WRITTEN TASK: Rewrite all of the records below as a numbered list, skipping blank lines. Leave the pictures out of your answer.

Rows of the dataset:
====

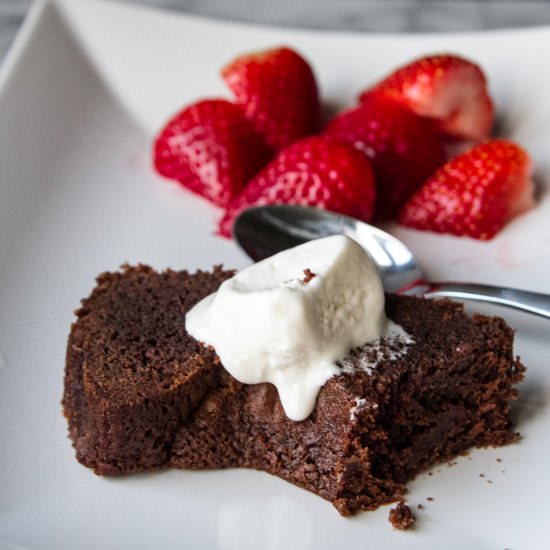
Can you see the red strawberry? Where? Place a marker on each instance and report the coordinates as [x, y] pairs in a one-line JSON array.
[[474, 194], [404, 149], [278, 92], [448, 88], [315, 171], [210, 148]]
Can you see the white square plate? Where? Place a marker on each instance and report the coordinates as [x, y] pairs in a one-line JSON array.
[[81, 95]]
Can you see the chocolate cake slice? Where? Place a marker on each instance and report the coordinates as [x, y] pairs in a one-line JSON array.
[[141, 394], [133, 374], [395, 409]]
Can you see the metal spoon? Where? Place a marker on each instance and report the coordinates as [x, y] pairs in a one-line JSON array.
[[263, 231]]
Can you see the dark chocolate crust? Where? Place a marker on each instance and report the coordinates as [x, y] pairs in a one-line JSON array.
[[133, 374], [141, 394]]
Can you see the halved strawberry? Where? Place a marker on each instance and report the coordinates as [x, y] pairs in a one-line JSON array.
[[448, 88], [278, 92], [474, 194], [315, 171], [211, 149], [404, 149]]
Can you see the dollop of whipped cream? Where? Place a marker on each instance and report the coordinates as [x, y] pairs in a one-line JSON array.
[[289, 318]]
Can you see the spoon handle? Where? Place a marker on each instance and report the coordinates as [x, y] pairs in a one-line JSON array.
[[531, 302]]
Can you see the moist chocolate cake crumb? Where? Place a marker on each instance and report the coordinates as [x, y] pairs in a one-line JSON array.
[[141, 394], [401, 517]]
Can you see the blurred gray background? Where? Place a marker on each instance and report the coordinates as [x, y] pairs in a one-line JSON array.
[[353, 15]]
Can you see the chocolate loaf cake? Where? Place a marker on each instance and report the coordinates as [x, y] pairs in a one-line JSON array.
[[141, 394]]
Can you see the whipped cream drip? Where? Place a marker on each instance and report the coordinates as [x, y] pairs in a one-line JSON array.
[[288, 319]]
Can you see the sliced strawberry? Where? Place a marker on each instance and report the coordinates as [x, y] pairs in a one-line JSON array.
[[278, 92], [446, 87], [474, 194], [211, 149], [315, 171], [404, 149]]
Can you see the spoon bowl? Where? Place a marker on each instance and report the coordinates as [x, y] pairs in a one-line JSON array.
[[266, 230]]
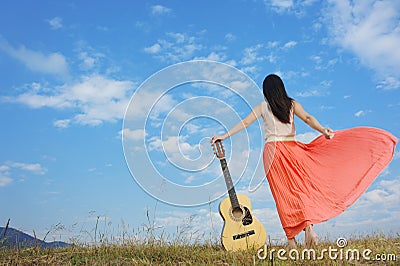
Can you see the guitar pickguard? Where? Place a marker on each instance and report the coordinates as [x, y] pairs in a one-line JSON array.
[[247, 219]]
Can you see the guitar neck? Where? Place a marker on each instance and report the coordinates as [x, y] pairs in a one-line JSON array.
[[229, 184]]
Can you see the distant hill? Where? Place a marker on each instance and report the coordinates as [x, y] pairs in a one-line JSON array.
[[14, 238]]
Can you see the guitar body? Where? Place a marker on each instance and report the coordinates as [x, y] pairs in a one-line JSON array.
[[241, 229]]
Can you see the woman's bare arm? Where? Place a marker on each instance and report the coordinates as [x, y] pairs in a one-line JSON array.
[[311, 120], [255, 113]]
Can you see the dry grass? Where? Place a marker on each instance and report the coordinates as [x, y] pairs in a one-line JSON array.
[[152, 251]]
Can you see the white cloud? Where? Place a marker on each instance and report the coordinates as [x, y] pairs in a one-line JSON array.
[[62, 123], [389, 83], [138, 134], [33, 168], [175, 48], [252, 55], [160, 10], [55, 23], [230, 37], [353, 24], [289, 44], [97, 99], [154, 49], [51, 63], [280, 6]]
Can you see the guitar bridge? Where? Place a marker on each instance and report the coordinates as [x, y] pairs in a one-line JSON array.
[[239, 236]]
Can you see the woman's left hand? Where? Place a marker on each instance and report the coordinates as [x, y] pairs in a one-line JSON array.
[[328, 133]]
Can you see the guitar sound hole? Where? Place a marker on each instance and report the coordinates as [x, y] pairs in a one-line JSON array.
[[247, 219], [237, 213]]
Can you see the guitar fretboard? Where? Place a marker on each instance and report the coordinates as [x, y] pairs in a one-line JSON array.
[[229, 184]]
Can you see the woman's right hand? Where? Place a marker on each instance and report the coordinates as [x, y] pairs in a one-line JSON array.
[[328, 133]]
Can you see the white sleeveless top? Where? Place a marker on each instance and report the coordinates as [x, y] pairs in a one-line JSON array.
[[273, 126]]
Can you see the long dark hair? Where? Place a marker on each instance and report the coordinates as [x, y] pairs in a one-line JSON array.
[[275, 94]]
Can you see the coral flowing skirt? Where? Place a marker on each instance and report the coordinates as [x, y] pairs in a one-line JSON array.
[[314, 182]]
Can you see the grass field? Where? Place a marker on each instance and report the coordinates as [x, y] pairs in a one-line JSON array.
[[372, 250]]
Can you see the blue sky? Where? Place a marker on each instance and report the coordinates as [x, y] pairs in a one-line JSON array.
[[70, 68]]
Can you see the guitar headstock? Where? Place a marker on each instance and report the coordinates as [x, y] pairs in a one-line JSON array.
[[218, 148]]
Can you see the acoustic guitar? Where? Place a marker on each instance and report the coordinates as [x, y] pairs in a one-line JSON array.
[[241, 229]]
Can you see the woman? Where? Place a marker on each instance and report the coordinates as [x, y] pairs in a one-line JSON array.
[[313, 182]]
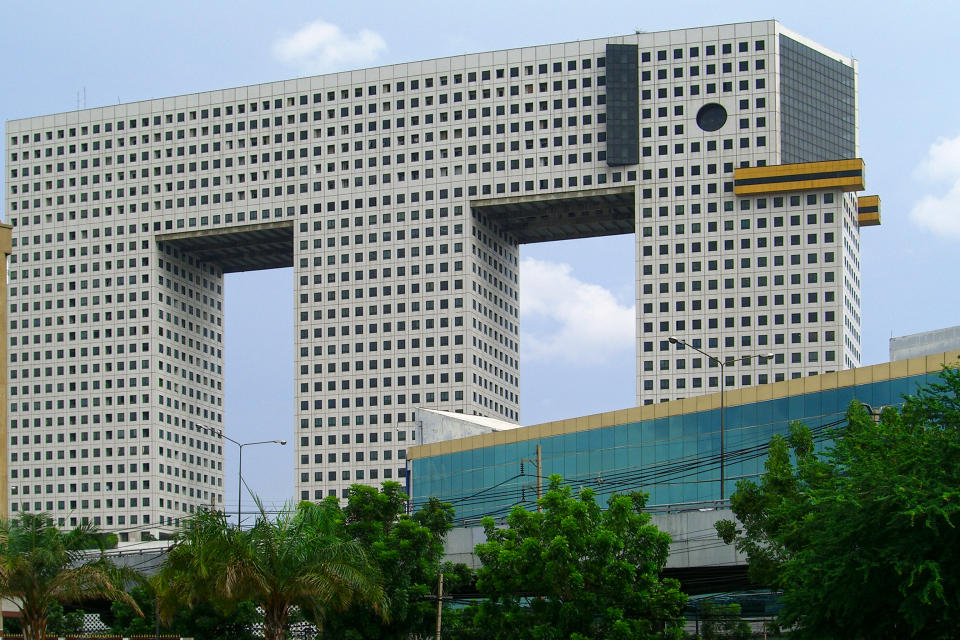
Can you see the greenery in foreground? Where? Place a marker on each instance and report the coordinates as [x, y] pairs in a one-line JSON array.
[[293, 561], [862, 539], [575, 571], [42, 568]]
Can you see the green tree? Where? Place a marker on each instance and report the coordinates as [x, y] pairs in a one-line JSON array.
[[42, 568], [577, 571], [407, 549], [294, 560], [863, 538], [204, 621]]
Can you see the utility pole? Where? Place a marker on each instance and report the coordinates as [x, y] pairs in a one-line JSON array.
[[539, 462], [439, 603]]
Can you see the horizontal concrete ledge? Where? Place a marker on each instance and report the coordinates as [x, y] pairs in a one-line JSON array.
[[547, 198]]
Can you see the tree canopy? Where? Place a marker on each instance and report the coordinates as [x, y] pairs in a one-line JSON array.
[[862, 539], [42, 568], [407, 550], [294, 560], [577, 571]]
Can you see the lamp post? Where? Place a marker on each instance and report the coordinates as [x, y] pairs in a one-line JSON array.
[[241, 445], [723, 363]]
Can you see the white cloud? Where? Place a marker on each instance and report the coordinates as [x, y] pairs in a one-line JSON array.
[[321, 47], [940, 213], [575, 321]]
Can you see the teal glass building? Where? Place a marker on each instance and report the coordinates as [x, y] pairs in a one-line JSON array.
[[670, 450]]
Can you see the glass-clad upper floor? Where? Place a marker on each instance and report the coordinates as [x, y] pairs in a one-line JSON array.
[[671, 450]]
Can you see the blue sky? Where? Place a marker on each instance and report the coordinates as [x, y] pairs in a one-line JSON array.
[[909, 132]]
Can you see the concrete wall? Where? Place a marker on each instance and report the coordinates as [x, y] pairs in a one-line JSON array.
[[925, 344]]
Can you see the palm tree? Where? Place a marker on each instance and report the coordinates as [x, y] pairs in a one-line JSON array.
[[294, 560], [41, 565]]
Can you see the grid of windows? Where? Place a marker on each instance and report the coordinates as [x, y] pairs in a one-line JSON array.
[[405, 295]]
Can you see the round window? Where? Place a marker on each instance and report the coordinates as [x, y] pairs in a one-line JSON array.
[[711, 116]]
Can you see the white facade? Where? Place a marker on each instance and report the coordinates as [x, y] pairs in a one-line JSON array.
[[372, 185]]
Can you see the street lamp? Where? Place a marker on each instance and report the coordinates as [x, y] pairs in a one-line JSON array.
[[241, 445], [723, 363]]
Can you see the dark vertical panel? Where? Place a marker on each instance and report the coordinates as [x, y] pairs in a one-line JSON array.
[[623, 109], [817, 105]]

====

THE OUTPUT:
1. Can you see the red strawberry? Where? Place a marker on each instance and report the coordinates as [x, y] pairs in a one-line JSON array.
2. [[474, 194], [404, 149], [278, 92], [448, 88], [315, 171], [210, 148]]
3. Can you see the white square plate? Where? Place a marker on each instance and report the coordinates as [x, y] pairs in a one-line JSON array.
4. [[81, 95]]
5. Can you see the chocolate cake slice? Where? Place a marker on each instance and report the coordinates as [x, y] pairs in a one-line JSON array.
6. [[141, 394], [133, 374], [395, 409]]
7. Can you see the metal spoon? Where? Place a marker on each instance and report the coordinates as [x, y] pairs in a one-line JSON array.
8. [[263, 231]]
9. Can you see the dark chocolate crust? Where? Place a marker on each instance and report the coordinates as [x, y] pairs in a one-line JSON array.
10. [[133, 374], [141, 394]]
11. Can you see the halved strawberry? Where? Place a marker on each instance and report the coordinates as [x, y] pairs in a one-line JSON array.
12. [[448, 88], [278, 92], [474, 194], [315, 171], [211, 149], [404, 149]]
13. Can you see the dollop of whipped cream? Where? Place a marker on each instance and report the coordinates as [x, y] pairs in a one-line JSON array.
14. [[289, 318]]
15. Can you see the spoon handle? Where? Place a marker on each instance and report the coordinates as [x, y] pairs in a one-line JSON array.
16. [[531, 302]]
17. Can you see the moist chocolate cake crumb? Where? Place a marker on each instance and report the coordinates as [x, y] pairs in a one-line JSON array.
18. [[141, 394], [401, 517]]
19. Can you see the blurred gray background? Where? Place a marker on each instance and report the coordinates as [x, y] pairs in a one-line JSON array.
20. [[353, 15]]
21. Can you see the chocolate loaf cake? Where? Place a marker on each instance and report the coordinates as [x, y] pairs in a one-line JSON array.
22. [[141, 394]]
23. Can you see the whipped cream drip? Where? Place a marker on each instance and report the coordinates as [x, y] pairs in a one-line JSON array.
24. [[288, 319]]
25. Can you see the sliced strawberry? Where? Place a marker on each instance and report the coordinates as [x, y] pairs in a one-line JSON array.
26. [[278, 92], [446, 87], [474, 194], [211, 149], [315, 171], [404, 149]]
27. Can you see the spoon bowl? Where? Place a marker on each instance and report the coordinates as [x, y] pairs in a one-line JSON array.
28. [[266, 230]]
29. Can you see the guitar pickguard? Where? Place a marker on each instance and report the coordinates as [x, y] pairs in a one-line JSON array.
30. [[247, 219]]
31. Can you see the guitar neck? Where? Place a marker on each instance and report the coordinates as [x, y] pairs in a one-line JSON array.
32. [[229, 184]]
33. Can you see the distant hill? Where? Place a marker on each instance and report the coordinates as [x, y] pairs in a one-line JSON array.
34. [[14, 238]]
35. Can you see the guitar body? Where? Place a marker on each instance and report the coordinates as [x, y] pairs in a one-line JSON array.
36. [[241, 229]]
37. Can you see the woman's bare arm? Where? Place a marker on each instance and report the coordinates as [x, y] pairs in a one-line JSON array.
38. [[311, 120], [255, 113]]
39. Can you see the dry grass? Where? Place a marker on each instance and report the coordinates as [x, y] pairs in a one-line JSON array.
40. [[152, 251]]
41. Can you see the white cloud? Where? Place a marker on each instance and report the coordinates as [x, y] pairs in a one-line JSON array.
42. [[62, 123], [389, 83], [138, 134], [33, 168], [175, 48], [252, 55], [160, 10], [55, 23], [230, 37], [353, 24], [289, 44], [97, 99], [154, 49], [51, 63], [280, 6]]
43. Can you see the guitar bridge? Where? Place a marker on each instance and report the coordinates as [x, y] pairs in a one-line JSON array.
44. [[239, 236]]
45. Can you see the woman's left hand? Where? Place a marker on each instance and report the coordinates as [x, y] pairs in a one-line JSON array.
46. [[328, 133]]
47. Can you see the guitar sound hole? Where? Place a marker on each instance and report the coordinates as [x, y] pairs in a one-line JSON array.
48. [[247, 219], [237, 213]]
49. Can you see the guitar fretboard? Where? Place a marker on each instance and report the coordinates as [x, y] pairs in a one-line JSON array.
50. [[229, 184]]
51. Can you see the woman's right hand? Where? Place a marker on each instance and report the coordinates as [x, y] pairs in a one-line JSON array.
52. [[328, 133]]
53. Can you see the white sleeveless top? Where? Place a marker on each instance and report the coordinates as [x, y] pairs in a one-line JSON array.
54. [[273, 126]]
55. Can you see the long dark hair? Where? Place a marker on each instance and report the coordinates as [x, y] pairs in a one-line JSON array.
56. [[275, 94]]
57. Can you see the coral flowing skirt? Where? Place a marker on each instance and report the coordinates as [x, y] pairs in a one-line JSON array.
58. [[314, 182]]
59. Can you see the grass field? Where? Place a marker on each instance and report the coordinates as [x, y] pairs in a one-line JSON array.
60. [[372, 250]]
61. Can you see the blue sky? Where? Place a marker on each instance and report the coordinates as [x, y] pairs in a one-line JSON array.
62. [[70, 68]]
63. Can you see the guitar headstock? Where? Place a marker on each instance and report the coordinates as [x, y] pairs in a one-line JSON array.
64. [[218, 148]]
65. Can you see the acoustic guitar? Where? Place a marker on each instance and report the coordinates as [x, y] pairs in a one-line JSON array.
66. [[241, 229]]
67. Can you see the woman? Where? Place a marker on each instance and report the coordinates as [x, y] pairs in a one-line JSON array.
68. [[313, 182]]
69. Can you see the greenery in foreground? Where? Place a marker on each instance and report the coordinates as [x, y] pairs in a one-line JSON array.
70. [[293, 561], [862, 539], [575, 571], [42, 568]]
71. Can you see the green tree? Where? Place a marker on each instance and report the coordinates as [x, y] pairs in a one-line JSON array.
72. [[42, 568], [577, 571], [407, 549], [294, 560], [863, 538], [204, 621]]
73. Can you see the utility pole? Where? Place a marker on each instance and report the coordinates as [x, y] pairs in a one-line JSON array.
74. [[539, 462], [439, 603]]
75. Can you see the horizontal concrete ledge? Where? Place a marker on each instance and report the coordinates as [x, y] pairs in a one-line JSON array.
76. [[547, 198]]
77. Can you see the tree canopy? Where? Place a marker on each instance and report the coordinates as [x, y] pairs in a one-line JSON array.
78. [[862, 539], [42, 568], [407, 550], [294, 560], [577, 571]]
79. Can you see the lamp post? Where? Place a marker on each instance and report the coordinates as [x, y] pairs in a one-line JSON array.
80. [[241, 445], [723, 363]]
81. Can you see the white cloud? Where? Place a marker on each instance and report the coordinates as [x, y] pairs in a one-line JSON array.
82. [[321, 47], [940, 213], [575, 321]]
83. Can you see the teal glass building? Where? Place a marker on each instance and report the coordinates as [x, y] pairs in a one-line JSON array.
84. [[670, 450]]
85. Can you see the glass-clad upper floor? Where? Place a marker on each instance and report the coordinates as [x, y] pairs in a one-line JSON array.
86. [[671, 450]]
87. Can you see the blue sky? Where? Place a marker on each instance and report the coordinates as [x, y] pairs in a one-line JSON array.
88. [[909, 132]]
89. Can you see the concrete wall? Where? Place a marker on each instance and report the coordinates as [x, y] pairs in a one-line JSON array.
90. [[925, 344]]
91. Can you see the palm tree? Where? Place a marker on each instance and report the coordinates as [x, y] pairs in a one-line JSON array.
92. [[294, 560], [41, 565]]
93. Can you see the grid of windows? Where? Place a marker on each instance and report the coordinates as [x, y] pairs in a one-line JSON array.
94. [[405, 295]]
95. Can you see the round window? Where? Place a marker on each instance and report the coordinates as [x, y] pairs in a one-line JSON array.
96. [[711, 116]]
97. Can you see the white facade? Where? Place a marker on each instance and report the coordinates as [x, y] pairs in a one-line JSON array.
98. [[372, 185]]
99. Can you see the street lamp? Where? Place a marker on each instance and report the coordinates as [x, y] pairs in a one-line JSON array.
100. [[241, 445], [723, 363]]
101. Can you see the dark vertical panel? Where? Place a marker on each instance and report the coordinates as [x, y] pairs in a one-line JSON array.
102. [[623, 109], [817, 105]]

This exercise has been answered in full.